Stored data entries
>> BEGIN
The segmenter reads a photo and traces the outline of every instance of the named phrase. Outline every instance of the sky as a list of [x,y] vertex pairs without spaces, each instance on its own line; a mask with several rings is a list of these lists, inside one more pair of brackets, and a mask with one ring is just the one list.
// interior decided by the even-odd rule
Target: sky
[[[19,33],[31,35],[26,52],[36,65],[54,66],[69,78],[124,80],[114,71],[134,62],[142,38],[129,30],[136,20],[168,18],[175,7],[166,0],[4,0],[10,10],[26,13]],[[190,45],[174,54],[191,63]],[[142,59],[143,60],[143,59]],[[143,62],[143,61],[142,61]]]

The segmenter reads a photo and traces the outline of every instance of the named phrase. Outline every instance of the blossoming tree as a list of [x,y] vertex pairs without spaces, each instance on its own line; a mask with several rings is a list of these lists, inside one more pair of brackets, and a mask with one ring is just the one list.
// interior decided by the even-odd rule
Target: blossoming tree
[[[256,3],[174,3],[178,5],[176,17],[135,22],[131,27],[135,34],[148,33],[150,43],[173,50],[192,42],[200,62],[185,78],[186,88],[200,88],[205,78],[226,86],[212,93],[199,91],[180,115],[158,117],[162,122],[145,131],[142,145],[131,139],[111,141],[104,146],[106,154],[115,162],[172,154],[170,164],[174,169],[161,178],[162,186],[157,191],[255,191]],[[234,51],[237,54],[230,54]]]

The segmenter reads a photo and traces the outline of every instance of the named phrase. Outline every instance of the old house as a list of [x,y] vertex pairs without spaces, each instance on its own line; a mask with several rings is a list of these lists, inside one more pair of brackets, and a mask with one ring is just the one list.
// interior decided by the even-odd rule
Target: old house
>> END
# Exercise details
Rewrite the stretch from the line containing "of the blossoming" through the line containing "Target: blossoming tree" so that "blossoming tree" becomes "flowering tree", with everything else left as it is.

# Exercise response
The segmenter reads a photo and traces the outline of every instance of the named phrase. Outline every instance of the flowering tree as a list of [x,y] vertex pairs without spaces, each instance on its own line; a mask with several rings is a list of these lists, inside one more pair of brackets, and a mask with one ring is just the one list.
// interior decided by the even-odd rule
Target: flowering tree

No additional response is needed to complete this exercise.